> [Exercise requirements]: Please give the data below again in full, exactly as it stands.

> [Dataset excerpts]:
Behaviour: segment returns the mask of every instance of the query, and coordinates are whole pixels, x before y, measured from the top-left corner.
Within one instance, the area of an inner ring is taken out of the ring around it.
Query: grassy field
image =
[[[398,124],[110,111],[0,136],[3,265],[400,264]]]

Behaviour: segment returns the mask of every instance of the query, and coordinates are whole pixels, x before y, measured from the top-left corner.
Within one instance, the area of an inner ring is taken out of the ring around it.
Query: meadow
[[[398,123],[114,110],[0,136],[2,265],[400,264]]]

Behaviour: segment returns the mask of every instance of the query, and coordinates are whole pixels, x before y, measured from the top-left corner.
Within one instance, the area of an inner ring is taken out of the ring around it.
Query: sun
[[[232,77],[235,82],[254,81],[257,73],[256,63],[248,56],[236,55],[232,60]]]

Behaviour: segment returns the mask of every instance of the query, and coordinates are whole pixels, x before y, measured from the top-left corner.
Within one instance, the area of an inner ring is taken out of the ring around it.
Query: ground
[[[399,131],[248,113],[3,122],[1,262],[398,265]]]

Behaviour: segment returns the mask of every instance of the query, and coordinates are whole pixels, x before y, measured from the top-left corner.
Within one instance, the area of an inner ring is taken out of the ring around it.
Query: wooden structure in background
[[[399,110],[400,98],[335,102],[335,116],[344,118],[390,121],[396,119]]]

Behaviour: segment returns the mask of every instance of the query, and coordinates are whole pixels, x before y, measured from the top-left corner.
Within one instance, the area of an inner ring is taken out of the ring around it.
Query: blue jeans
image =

> [Response area]:
Behaviour: segment returns the mask of every instance of the query, and coordinates are whole pixels, x before y, measured from the top-left corner.
Within one instance, the area of an inner ring is taken out of the ring around it.
Query: grassy field
image =
[[[398,124],[110,111],[0,136],[3,265],[400,264]]]

Behaviour: segment returns the mask of every instance of the query, and coordinates are whole pixels, x before y, measured from the top-left corner.
Within one instance, the area of an inner ring is taken out of the ring around it.
Query: meadow
[[[398,123],[114,110],[0,136],[2,265],[400,264]]]

Behaviour: segment returns the mask of every instance of the query, and coordinates are whole pixels, x before y, measured from the top-left corner.
Within one instance, the area of an inner ring is taken out of the ring around it.
Query: sun
[[[232,77],[235,82],[254,81],[257,73],[256,63],[248,56],[236,55],[232,60]]]

Behaviour: segment returns the mask of every instance of the query, and coordinates are whole pixels, x before y, measured from the top-left corner.
Within one instance, the area of an inner ring is taken out of the ring around it.
Query: ground
[[[399,131],[248,113],[3,122],[1,262],[398,265]]]

Behaviour: segment returns the mask of every instance of the query, and coordinates are whole pixels, x before y, measured from the top-left corner.
Within one instance, the area of an inner ring is taken out of the ring around it.
Query: wooden structure in background
[[[399,110],[400,98],[335,102],[335,116],[344,118],[390,121],[396,119]]]

Behaviour: segment returns the mask of every instance of the query, and coordinates are whole pixels, x before y, measured from the top-left corner.
Within one instance, the area of an inner ring is taken out of the ring around it.
Query: blue jeans
image =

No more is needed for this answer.